MultiWikiServer and SQLite

jeremyruston · January 31, 2024, 3:33pm

I wanted to discuss an important but more technical aspect of the recently announced MultiWikiServer plugin, which is its usage of SQLite for data storage.

TiddlyWiki on Node.js currently stores tiddlers as “.tid” files in the file system. At startup, all the tiddler files are loaded into memory for rapid access and any subsequent changes are written to the file system.

This approach is not practical for MultiWikiServer because of the need to cope with large amounts of data. Instead, I’ve chosen to use a very popular database called SQLite for data storage. SQLite is an embedded database that is designed to be integrated directly into applications like TiddlyWiki. It does not function anything like a traditional server-based database accepting asynchronous connections from multiple clients.

SQLite is blazingly fast and efficient. In fact, it has proven to be faster than storing data in the file system for some applications. It is also highly extensible. See https://sqlite.org/ for more background. To get some background, I recommend this interview with the principal author of SQLite.

Short exercise 1. Report every line of the listing below that contains the string "wheel", copying each line in full. Case counts.

Supplied material.

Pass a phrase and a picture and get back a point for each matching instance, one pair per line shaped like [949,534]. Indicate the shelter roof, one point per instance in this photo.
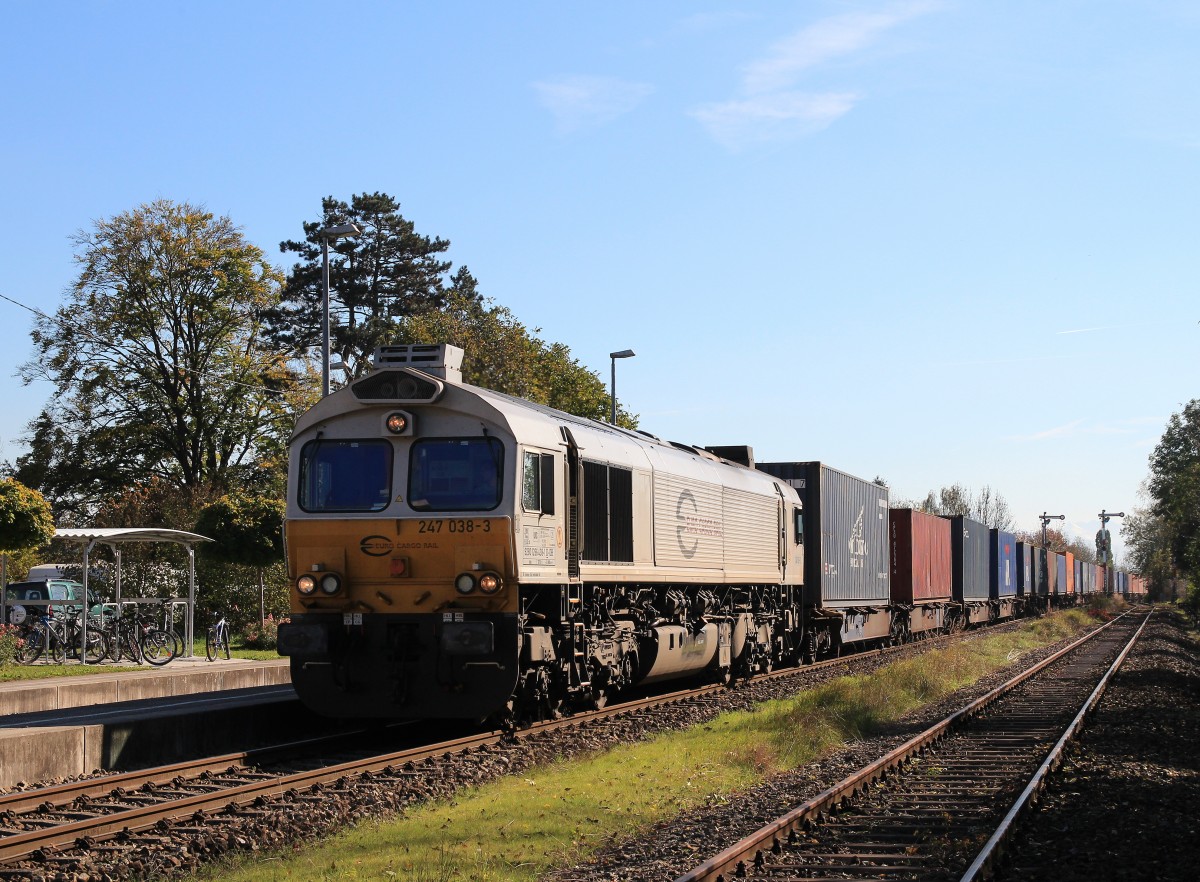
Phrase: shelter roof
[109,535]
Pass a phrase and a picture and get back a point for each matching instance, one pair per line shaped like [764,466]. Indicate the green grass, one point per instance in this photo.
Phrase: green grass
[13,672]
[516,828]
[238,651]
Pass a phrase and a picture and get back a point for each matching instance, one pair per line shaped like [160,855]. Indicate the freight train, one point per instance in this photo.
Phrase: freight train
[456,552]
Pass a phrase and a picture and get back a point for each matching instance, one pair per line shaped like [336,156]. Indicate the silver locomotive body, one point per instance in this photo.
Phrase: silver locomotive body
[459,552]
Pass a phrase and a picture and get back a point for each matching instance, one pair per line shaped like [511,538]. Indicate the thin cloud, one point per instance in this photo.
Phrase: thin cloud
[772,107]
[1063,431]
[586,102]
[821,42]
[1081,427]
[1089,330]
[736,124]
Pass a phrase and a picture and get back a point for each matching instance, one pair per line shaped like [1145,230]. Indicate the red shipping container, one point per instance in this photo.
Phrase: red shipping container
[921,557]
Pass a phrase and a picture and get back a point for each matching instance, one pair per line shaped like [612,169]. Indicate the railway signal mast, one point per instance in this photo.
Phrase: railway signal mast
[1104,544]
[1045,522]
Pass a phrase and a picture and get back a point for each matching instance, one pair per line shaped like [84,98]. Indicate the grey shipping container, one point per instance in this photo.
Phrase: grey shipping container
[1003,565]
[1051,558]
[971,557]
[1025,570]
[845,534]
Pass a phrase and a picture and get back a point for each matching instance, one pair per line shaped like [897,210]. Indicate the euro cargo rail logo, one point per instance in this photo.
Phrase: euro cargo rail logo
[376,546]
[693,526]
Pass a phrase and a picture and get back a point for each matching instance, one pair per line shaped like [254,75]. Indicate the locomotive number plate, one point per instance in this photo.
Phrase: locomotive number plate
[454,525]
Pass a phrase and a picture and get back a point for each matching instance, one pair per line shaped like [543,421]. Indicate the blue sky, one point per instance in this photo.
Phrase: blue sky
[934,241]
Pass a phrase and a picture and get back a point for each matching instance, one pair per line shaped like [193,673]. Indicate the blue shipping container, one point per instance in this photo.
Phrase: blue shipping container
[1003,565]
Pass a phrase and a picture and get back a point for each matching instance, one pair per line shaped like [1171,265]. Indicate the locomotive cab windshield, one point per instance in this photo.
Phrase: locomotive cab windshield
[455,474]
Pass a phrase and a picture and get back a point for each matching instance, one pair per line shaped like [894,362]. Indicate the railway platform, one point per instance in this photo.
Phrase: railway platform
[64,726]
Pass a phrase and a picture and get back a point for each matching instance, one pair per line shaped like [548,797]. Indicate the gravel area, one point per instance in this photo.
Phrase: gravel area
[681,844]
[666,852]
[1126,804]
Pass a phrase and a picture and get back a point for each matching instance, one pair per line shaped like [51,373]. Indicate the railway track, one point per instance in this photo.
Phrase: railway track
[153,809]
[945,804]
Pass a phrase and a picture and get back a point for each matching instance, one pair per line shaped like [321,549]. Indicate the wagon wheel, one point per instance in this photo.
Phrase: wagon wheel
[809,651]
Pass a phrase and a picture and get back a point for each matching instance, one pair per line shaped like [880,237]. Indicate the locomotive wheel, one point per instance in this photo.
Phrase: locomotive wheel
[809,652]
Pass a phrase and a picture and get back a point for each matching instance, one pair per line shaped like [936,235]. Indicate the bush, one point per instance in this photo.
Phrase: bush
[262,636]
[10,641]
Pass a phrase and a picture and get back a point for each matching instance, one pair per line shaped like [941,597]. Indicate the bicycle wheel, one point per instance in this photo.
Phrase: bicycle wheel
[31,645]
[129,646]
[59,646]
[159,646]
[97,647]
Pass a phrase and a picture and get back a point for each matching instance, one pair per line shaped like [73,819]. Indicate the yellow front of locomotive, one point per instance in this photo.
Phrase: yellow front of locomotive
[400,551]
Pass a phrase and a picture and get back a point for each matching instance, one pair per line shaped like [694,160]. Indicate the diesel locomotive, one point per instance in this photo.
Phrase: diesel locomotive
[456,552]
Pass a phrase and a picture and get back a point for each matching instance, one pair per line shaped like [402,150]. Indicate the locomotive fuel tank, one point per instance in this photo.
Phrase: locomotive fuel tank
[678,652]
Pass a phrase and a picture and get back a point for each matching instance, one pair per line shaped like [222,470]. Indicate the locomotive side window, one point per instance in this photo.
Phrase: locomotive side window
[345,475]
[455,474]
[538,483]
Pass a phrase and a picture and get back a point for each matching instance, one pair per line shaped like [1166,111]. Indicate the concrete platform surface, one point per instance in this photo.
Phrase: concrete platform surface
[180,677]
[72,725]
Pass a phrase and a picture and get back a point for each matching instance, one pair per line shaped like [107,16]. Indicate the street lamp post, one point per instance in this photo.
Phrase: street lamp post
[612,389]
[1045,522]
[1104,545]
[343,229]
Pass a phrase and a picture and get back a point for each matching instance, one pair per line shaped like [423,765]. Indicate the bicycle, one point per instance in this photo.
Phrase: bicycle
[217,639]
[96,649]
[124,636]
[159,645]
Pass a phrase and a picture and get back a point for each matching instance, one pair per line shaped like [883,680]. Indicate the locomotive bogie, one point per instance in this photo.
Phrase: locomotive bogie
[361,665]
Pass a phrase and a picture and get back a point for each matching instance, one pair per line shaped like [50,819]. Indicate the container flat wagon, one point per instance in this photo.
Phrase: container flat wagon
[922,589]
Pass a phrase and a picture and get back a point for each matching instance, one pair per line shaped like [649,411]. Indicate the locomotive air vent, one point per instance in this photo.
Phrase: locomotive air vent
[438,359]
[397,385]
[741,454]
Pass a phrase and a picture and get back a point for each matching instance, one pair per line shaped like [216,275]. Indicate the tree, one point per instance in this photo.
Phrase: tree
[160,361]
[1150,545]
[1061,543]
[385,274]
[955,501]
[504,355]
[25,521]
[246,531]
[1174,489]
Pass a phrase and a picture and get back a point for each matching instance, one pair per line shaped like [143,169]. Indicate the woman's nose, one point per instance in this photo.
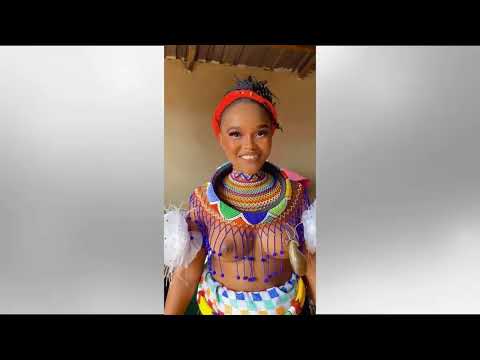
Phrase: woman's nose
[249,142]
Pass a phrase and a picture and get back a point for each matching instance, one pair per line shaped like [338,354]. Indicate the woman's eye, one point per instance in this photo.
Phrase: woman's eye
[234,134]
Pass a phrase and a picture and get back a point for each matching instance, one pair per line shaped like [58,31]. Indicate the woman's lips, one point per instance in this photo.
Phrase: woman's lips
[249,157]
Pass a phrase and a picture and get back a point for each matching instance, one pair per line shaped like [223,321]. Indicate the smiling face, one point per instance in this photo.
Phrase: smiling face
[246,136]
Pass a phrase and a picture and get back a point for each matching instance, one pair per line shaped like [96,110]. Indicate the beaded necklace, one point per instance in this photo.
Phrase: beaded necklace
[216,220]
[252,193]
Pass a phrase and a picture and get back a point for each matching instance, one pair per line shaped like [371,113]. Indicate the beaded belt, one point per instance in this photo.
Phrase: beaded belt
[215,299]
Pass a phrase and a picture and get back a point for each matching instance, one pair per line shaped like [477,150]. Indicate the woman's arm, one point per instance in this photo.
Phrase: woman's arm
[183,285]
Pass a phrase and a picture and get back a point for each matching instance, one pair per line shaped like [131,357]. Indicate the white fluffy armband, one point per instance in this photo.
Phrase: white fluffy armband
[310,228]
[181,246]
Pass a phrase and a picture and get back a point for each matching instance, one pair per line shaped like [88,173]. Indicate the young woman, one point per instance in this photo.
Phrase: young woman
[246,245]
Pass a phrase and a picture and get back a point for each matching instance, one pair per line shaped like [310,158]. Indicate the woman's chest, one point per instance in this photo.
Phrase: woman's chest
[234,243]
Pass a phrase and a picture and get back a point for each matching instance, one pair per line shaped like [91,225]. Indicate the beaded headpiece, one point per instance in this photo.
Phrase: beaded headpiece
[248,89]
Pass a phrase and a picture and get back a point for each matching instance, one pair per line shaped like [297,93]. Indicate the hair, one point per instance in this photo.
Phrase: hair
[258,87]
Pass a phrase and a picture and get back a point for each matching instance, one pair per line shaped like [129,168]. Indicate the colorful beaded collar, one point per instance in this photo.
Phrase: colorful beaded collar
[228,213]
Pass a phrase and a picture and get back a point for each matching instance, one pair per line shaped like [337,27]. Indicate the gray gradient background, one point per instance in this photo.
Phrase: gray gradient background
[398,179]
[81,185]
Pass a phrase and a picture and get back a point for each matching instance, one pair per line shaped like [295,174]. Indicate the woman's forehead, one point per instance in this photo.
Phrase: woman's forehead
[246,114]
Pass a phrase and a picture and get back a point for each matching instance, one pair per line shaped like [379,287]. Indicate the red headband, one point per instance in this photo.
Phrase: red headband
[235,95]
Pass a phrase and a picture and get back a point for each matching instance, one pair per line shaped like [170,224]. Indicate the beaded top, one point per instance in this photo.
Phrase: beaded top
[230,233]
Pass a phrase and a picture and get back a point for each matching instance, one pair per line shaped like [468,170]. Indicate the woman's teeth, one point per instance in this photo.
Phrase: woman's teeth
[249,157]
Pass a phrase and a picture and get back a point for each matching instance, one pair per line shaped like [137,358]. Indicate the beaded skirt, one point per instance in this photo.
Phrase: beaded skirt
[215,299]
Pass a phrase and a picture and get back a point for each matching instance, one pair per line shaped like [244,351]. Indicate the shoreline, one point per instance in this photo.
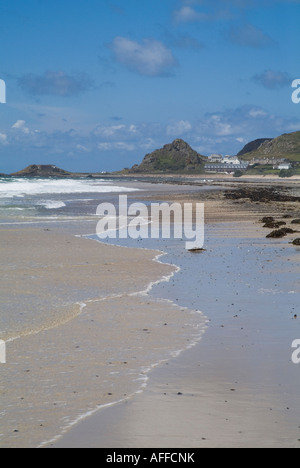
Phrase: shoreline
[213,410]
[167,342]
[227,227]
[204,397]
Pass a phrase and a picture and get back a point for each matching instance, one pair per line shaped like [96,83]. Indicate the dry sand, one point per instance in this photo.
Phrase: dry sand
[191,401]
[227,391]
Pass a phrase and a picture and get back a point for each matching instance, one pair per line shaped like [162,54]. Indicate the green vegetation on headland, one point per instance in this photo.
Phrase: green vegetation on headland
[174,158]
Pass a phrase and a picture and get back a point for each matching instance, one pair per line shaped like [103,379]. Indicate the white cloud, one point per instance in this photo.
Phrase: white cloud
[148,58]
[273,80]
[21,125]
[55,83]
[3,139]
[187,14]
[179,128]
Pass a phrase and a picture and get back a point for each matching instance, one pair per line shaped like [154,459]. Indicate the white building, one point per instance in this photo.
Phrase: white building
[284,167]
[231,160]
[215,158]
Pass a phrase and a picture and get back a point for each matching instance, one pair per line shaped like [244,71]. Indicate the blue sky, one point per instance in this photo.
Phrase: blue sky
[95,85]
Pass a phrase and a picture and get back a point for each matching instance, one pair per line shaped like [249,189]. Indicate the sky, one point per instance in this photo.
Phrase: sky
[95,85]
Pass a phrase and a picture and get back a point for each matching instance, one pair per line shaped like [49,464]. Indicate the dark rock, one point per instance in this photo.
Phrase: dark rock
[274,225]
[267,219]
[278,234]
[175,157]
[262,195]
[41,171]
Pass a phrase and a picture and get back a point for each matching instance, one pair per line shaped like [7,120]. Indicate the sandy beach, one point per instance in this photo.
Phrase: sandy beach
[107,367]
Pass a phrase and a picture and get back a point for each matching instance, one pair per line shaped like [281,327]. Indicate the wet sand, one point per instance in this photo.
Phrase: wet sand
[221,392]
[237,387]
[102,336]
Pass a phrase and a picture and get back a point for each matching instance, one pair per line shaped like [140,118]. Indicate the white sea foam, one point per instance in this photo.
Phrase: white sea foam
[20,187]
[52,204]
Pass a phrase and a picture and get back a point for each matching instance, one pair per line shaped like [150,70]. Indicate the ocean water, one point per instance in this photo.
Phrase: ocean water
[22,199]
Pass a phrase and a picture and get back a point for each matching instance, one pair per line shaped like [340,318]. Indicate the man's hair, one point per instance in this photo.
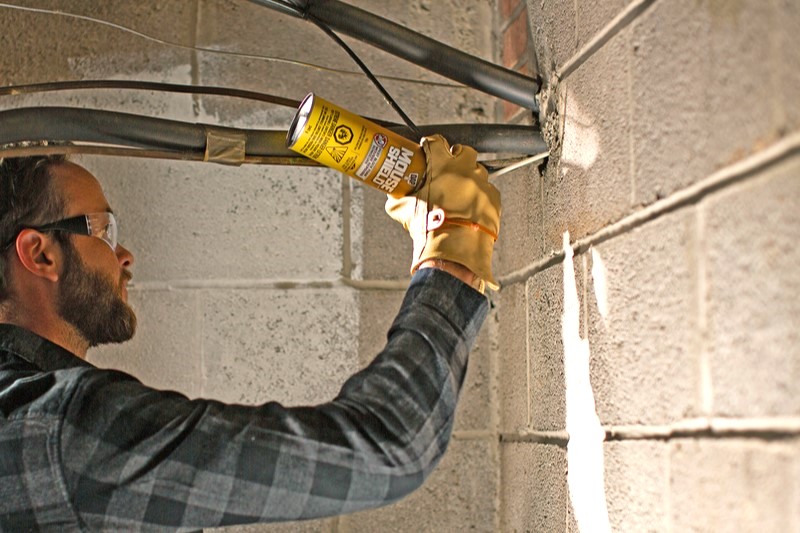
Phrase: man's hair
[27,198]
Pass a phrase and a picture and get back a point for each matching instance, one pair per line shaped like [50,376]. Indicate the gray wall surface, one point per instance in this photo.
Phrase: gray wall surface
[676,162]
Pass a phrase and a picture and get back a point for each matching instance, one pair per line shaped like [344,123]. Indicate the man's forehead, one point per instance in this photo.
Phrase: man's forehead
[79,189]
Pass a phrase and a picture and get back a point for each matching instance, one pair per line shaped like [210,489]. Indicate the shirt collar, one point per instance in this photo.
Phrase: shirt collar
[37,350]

Short exercise 2. Set down the entire post about MultiWikiServer and SQLite from above, word for word.

Correct answer 1.
Pass a phrase and a picture and get back a point for each matching instance, one pair per line shaped like [321,549]. Indicate the wagon wheel, one point per instance in this photo.
Phrase: wagon wheel
Pass a phrase and a picture and get back a point for each matching instance, one pair per line shaped like [880,237]. Indicate the locomotive wheel, one point per instance in this photo.
Phrase: locomotive wheel
Pass a phrase and a picture and get back a point for each matching instance, one pair per line shaped like [941,597]. Indicate the bicycle wheel, one point per instance in this photo.
Phrase: bicycle wheel

Correct answer 2.
MultiWikiServer and SQLite

jeremyruston · January 31, 2024, 3:33pm

I wanted to discuss an important but more technical aspect of the recently announced MultiWikiServer plugin, which is its usage of SQLite for data storage.

TiddlyWiki on Node.js currently stores tiddlers as “.tid” files in the file system. At startup, all the tiddler files are loaded into memory for rapid access and any subsequent changes are written to the file system.

This approach is not practical for MultiWikiServer because of the need to cope with large amounts of data. Instead, I’ve chosen to use a very popular database called SQLite for data storage. SQLite is an embedded database that is designed to be integrated directly into applications like TiddlyWiki. It does not function anything like a traditional server-based database accepting asynchronous connections from multiple clients.

SQLite is blazingly fast and efficient. In fact, it has proven to be faster than storing data in the file system for some applications. It is also highly extensible. See https://sqlite.org/ for more background. To get some background, I recommend this interview with the principal author of SQLite.